- _WORK INSTRUCTIONS_: Quote the stretch from "So, the other" through "went to bed." in the post about the superhero meme below.

── TEXT SECTION

So, the other night, I posted this Tumblr meme to my Facebook page:
I both like and dislike it. I like it because it uses superheroes many, if not most, people are familiar with as examples of struggle and perseverance. This is something Geek-minded folks, who may not find more common inspirational memes accessible, can relate to. I dislike it because I dislike inspirational memes in general. At their best, they reduce significant struggles to simplistic terms. At their worst, they become “inspiration porn,” a nasty internet phenomenon that hurts all people with disabilities, whether physical or mental. Bearing this in mind, when I shared the meme, I said I couldn’t decide whether I liked it or whether it made me want to shove my fist through a wall. Soon after posting, I went to bed.
When I checked Facebook the next day, a couple of my friends (with one exception all women with a variety of chronic illnesses) had commented. Nothing major, but the general consensus was “Fist through wall.” Several mentioned that the characters were fictional (IMO, not a stumbling block to taking inspiration from them), or that at least two are fabulously wealthy–a reality which, if it doesn’t solve problems, does, in fact, make them infinitely easier to bear. One friend noted that the list doesn’t include any woman superheroes, which made her think that it was geared toward “TEH MENZ.”
Oh, my. Haven’t we learned by now the danger of pointing our sexism and misogyny in Geek culture? Apparently not. Not long after my friend posted this last comment, this happened:
A male friend came onto the scene. I think it’s relevant to point out that he isn’t a close friend; he’s someone I picked up from one game or another and kept after I stopped playing because I genuinely like him. But I don’t know him beyond Facebook, and he doesn’t know me. On the other hand, I’ve been extremely close to the women involved for years.

────
── ITEMS

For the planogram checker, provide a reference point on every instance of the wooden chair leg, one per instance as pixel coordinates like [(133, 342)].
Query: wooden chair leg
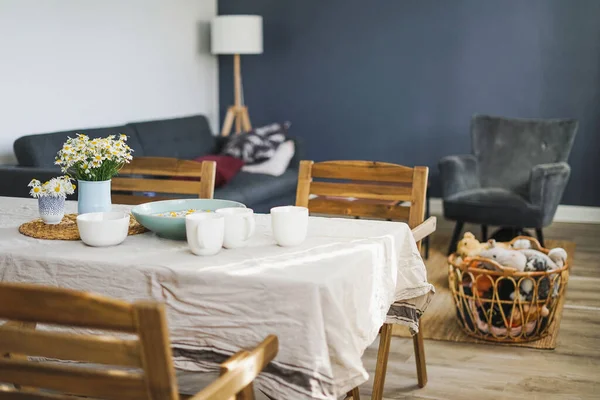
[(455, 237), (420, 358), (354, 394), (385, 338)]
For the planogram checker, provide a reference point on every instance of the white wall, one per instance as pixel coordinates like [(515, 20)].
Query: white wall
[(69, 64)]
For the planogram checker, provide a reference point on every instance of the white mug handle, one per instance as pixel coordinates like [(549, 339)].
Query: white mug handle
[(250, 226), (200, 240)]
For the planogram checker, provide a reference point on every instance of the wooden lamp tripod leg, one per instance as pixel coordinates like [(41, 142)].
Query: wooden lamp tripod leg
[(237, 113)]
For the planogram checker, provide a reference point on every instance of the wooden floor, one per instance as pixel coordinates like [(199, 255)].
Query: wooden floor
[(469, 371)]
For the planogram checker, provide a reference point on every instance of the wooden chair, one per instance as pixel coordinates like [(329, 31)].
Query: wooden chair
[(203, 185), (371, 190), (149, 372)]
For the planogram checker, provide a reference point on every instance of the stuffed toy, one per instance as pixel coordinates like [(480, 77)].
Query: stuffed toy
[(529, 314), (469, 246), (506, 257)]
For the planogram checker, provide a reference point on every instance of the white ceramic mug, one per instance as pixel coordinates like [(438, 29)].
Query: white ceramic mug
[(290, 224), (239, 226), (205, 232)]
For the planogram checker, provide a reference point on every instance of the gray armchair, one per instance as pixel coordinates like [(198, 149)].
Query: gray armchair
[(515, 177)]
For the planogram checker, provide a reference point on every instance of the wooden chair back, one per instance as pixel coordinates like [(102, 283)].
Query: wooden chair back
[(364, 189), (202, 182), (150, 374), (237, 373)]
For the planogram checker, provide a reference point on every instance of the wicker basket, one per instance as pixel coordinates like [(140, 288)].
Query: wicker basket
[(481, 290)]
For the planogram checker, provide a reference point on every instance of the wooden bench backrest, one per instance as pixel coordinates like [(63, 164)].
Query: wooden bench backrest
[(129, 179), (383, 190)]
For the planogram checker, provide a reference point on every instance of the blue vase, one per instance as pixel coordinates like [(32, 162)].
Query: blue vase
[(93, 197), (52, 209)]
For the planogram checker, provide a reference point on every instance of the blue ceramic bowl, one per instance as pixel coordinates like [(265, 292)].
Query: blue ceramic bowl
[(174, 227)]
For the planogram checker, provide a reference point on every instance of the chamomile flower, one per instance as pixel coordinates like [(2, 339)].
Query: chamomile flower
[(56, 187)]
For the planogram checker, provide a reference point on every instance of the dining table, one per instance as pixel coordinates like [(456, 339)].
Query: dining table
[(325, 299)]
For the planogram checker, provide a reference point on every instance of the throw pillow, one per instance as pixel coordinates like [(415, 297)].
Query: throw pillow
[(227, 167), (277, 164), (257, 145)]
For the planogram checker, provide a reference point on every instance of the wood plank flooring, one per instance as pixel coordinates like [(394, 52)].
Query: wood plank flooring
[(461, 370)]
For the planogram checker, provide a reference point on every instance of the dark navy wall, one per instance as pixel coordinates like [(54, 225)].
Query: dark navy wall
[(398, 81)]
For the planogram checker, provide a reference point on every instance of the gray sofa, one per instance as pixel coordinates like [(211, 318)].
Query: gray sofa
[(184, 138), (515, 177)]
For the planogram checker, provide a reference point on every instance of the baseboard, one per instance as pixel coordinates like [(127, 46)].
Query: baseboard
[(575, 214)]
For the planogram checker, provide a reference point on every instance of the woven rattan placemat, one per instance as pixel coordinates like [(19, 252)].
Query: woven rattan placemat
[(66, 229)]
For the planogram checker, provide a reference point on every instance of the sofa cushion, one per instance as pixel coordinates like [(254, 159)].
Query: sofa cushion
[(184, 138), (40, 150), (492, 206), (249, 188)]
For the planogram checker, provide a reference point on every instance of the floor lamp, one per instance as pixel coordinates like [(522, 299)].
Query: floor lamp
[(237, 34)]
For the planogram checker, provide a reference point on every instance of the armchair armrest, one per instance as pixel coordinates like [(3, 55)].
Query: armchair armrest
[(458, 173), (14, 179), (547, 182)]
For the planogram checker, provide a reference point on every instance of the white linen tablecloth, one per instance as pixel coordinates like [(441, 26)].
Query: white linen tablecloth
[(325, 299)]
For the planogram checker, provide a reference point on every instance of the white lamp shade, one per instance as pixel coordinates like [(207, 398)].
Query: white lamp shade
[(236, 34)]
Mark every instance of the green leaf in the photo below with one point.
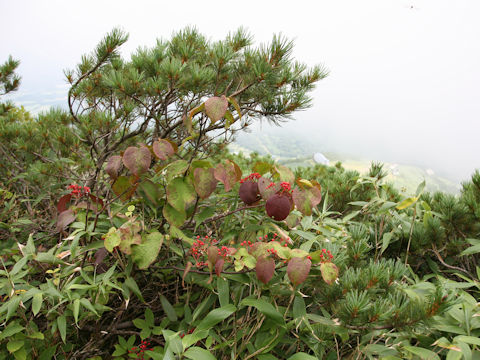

────

- _RESPONSE_:
So, the other night, I posted this Tumblr meme to my Facebook page:
I both like and dislike it. I like it because it uses superheroes many, if not most, people are familiar with as examples of struggle and perseverance. This is something Geek-minded folks, who may not find more common inspirational memes accessible, can relate to. I dislike it because I dislike inspirational memes in general. At their best, they reduce significant struggles to simplistic terms. At their worst, they become “inspiration porn,” a nasty internet phenomenon that hurts all people with disabilities, whether physical or mental. Bearing this in mind, when I shared the meme, I said I couldn’t decide whether I liked it or whether it made me want to shove my fist through a wall. Soon after posting, I went to bed.